BerandaEsaiMutiara Pancasila Pendiri Bangsa

Mutiara Pancasila Pendiri Bangsa

Silapedia – Ucapan selamat merayakan hari besar keagamaan telah menjadi bagian dari kehidupan bangsa Indonesia. Sesama warga saling memberikan ucapan sebagai wujud hormat-menghormati. Perbedaan agama bukanlah penghalang untuk saling berbaur antar sesama warga bangsa.

Rasa simpati antar sesama warga dapat terlihat ketika terjadi musibah seperti banjir, tsunami, longsor, kebakaran dan berbagai musibah yang lain. Warga bangsa akan tergerak memberikan uluran tangan guna meringankan beban bagi yang tertimpa musibah. Ikatan bersama sebagai satu bangsa telah tertanam kuat.

Warga akan memberikan respon terhadap berbagai tindakan yang mencela baik agama, budaya, suku dan ras maupun pribadi seseorang. Seolah antar sesama warga bangsa yang membentang dari Sabang sampai Marauke memiliki rasa memiliki satu dengan yang lainnya.
Apa yang membuat rasa kebersamaan antar warga bangsa begitu kuat?

Untuk menjawab pertanyaan tersebut, maka perlu menelusuri titik berangkat keberadaan bangsa Indonesia. Hanya dengan memahami titik berangkat bangsa Indonesia yang akan memberikan jawaban secara tepat. Permulaan yang mendasari suatu bangsa dengan meletakkan dasar dengan memberikan pijakan statis dan memberikan ruang dinamis bagi perkembangan bangsa.

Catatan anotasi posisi
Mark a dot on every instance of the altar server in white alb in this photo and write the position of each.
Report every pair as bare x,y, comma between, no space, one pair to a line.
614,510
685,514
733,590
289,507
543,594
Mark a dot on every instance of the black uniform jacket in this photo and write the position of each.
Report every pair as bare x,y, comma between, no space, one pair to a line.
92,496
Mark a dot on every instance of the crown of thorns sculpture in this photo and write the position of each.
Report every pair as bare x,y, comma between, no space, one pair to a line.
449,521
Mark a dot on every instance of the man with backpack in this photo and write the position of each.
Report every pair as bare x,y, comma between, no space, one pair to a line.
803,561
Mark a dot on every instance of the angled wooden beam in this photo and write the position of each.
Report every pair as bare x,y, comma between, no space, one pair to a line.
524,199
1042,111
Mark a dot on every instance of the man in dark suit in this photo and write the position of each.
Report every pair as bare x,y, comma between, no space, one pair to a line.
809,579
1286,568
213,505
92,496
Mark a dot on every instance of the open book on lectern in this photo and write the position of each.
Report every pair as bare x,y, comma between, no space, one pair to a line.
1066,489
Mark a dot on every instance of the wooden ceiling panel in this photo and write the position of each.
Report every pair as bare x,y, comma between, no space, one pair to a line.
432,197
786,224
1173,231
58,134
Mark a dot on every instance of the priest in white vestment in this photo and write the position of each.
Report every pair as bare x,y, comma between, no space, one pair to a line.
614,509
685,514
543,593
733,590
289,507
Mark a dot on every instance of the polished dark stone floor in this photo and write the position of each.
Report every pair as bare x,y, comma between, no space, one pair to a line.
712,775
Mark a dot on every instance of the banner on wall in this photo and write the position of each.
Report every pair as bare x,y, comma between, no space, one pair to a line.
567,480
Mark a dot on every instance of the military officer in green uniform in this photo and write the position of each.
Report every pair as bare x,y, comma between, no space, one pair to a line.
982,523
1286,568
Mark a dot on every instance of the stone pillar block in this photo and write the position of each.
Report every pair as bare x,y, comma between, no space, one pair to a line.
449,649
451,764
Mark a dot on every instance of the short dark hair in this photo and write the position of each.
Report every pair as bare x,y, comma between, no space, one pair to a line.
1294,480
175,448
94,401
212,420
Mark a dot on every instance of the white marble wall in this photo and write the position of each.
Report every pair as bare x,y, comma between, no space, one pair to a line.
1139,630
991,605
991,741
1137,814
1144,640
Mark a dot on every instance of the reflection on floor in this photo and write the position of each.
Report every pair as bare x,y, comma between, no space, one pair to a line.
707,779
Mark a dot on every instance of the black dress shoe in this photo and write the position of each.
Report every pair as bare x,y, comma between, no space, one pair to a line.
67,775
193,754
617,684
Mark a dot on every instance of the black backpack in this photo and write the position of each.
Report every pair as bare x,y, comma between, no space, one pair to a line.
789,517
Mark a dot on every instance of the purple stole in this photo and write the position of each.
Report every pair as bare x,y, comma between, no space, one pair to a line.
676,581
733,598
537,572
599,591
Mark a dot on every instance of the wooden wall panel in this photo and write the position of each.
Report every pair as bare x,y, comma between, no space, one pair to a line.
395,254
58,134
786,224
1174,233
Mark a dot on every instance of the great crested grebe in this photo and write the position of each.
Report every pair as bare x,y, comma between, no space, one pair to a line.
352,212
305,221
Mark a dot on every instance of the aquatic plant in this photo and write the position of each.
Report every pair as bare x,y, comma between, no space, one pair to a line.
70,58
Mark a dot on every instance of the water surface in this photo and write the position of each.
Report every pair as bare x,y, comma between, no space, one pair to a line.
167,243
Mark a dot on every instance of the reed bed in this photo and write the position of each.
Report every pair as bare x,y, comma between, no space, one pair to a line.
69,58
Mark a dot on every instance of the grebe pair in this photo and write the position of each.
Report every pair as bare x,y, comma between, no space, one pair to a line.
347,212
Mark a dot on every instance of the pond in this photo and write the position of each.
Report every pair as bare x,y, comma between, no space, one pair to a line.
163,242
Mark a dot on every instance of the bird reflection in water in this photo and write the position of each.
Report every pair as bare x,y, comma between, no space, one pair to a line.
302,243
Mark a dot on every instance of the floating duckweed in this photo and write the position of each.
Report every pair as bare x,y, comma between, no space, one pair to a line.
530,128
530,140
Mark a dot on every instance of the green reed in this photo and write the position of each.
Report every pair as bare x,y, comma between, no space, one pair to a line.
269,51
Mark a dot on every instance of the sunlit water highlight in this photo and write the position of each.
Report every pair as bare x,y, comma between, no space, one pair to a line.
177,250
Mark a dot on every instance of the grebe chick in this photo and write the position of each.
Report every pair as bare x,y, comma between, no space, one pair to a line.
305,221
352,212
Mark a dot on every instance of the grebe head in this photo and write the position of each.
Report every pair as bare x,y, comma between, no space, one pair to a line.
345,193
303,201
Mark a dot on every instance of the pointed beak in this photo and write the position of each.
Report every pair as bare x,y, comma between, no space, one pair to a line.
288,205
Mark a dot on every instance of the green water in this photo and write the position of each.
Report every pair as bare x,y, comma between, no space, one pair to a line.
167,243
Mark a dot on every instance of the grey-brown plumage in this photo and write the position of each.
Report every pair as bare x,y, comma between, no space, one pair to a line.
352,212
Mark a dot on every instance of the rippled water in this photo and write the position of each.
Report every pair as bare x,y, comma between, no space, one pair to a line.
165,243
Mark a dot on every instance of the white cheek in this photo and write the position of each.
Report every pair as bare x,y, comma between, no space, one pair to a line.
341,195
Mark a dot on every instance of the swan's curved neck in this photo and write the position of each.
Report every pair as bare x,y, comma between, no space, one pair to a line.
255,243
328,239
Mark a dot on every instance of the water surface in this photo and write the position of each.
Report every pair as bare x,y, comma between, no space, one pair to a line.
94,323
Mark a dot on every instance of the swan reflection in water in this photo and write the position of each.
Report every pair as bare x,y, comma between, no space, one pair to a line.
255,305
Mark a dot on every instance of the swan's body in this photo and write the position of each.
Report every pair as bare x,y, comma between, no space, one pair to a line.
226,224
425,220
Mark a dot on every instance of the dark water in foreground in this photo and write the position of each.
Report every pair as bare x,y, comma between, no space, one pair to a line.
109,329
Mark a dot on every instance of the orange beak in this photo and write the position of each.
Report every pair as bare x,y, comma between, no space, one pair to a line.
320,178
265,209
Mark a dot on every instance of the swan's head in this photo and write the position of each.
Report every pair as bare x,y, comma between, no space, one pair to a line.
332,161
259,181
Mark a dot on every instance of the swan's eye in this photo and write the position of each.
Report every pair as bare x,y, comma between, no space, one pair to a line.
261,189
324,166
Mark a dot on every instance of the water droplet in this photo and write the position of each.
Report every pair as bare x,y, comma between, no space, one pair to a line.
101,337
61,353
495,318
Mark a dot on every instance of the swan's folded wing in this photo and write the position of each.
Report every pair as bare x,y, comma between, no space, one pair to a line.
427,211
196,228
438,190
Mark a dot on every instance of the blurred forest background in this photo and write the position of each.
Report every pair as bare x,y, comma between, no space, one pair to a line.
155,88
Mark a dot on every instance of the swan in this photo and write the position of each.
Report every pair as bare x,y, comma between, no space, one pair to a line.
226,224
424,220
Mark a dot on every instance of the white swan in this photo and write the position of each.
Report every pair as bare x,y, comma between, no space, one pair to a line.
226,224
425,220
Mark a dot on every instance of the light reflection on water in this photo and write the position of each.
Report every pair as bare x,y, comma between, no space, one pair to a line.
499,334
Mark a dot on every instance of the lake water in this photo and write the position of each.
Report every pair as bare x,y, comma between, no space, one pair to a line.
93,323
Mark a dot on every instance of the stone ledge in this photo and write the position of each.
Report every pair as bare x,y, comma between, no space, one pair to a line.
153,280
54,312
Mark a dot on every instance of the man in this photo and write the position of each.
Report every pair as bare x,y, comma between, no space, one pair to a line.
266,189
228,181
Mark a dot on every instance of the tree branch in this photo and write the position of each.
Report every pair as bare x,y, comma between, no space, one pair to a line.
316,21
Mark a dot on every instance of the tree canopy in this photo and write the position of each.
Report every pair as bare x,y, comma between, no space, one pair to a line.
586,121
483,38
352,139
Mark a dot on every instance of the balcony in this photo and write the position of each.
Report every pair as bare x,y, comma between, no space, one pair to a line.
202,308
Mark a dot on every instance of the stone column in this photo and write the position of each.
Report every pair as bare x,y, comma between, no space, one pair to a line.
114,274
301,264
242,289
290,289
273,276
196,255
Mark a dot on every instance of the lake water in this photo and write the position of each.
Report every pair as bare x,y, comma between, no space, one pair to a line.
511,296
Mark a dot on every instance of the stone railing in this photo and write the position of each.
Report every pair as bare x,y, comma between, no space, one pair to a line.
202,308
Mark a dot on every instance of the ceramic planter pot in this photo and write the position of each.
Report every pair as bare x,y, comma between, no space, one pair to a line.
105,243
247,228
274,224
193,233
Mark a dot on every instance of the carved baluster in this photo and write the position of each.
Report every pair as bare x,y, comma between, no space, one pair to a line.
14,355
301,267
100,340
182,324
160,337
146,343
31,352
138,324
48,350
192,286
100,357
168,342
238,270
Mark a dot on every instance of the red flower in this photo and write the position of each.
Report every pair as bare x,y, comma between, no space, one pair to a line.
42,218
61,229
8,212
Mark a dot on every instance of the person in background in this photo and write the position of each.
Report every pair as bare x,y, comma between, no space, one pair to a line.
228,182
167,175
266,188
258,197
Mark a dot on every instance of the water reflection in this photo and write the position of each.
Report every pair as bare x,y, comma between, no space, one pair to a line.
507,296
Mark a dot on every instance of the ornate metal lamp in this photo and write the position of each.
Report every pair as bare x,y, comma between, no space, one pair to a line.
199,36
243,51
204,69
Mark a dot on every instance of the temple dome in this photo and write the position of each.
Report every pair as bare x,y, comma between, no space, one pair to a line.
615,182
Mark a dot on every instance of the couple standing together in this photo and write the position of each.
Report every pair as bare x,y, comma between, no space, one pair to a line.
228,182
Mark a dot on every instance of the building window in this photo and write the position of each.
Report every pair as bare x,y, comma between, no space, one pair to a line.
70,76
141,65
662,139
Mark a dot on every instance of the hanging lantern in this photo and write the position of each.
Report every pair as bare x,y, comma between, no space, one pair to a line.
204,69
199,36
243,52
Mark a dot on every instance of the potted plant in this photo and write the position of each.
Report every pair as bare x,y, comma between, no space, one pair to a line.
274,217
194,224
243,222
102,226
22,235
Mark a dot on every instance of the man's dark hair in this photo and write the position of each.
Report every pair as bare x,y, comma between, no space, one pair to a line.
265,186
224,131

■ **PERINTAH**
Teruskan esai tentang Pancasila, mulai sesudah kalimat terakhir yang tercantum. Daftar tersebut merupakan bahan tersendiri yang terpisah dari esai.

■ **HASIL TUGAS INI**
Sukarno dalam pidato 1 Juni 1945 di sidang Badan Penyelidik Usaha-usaha Persiapan Kemerdekaan Indonesia (BPUPKI) telah menyampaikan bahwa “Banyak sekali negara-negara yang merdeka, tetapi bandingkanlah kemerdekaan negara-negara itu satu sama lain! Samakah isinya, samakah deratnya negara-negara yang merdeka itu? Jermania merdeka, Saudi Arabia merdeka, Iran merdeka, Tiongkok merdeka, Nippon merdeka, Amerika merdeka, Inggris merdeka, Rusia merdeka, Mesir merdeka. Namanya semua merdeka, tetapi bandingkan isinya! Alangkah bedanya isi itu! Jikalau kita berkata: sebelum negara merdeka, maka harus lebih dahulu ini selesai, itu selesai sampai njelimet” (Perpustakaan Nasional RI/2006/1). Berdasarkan pidato Sukarno tersebut, pembeda antara negara-negara merdeka adalah isi yang mendasari berdirinya negara.

Sidang BPUPKI berlangsung dari tanggal 29 Mei-1 Juni 1945 dengan agenda perumusan dasar negara. Anggota sidang yang berjumlah 68 orang secara bergiliran mendapatkan kesempatan mengusulkan dasar negara. Namun, sebelum Sukarno menyampaikan pidato belum ada anggota sidang yang memenuhi permintaan dari Ketua Sidang BPUPKI Radjiman Wedyodiningrat (Panitia Lima/1984/83).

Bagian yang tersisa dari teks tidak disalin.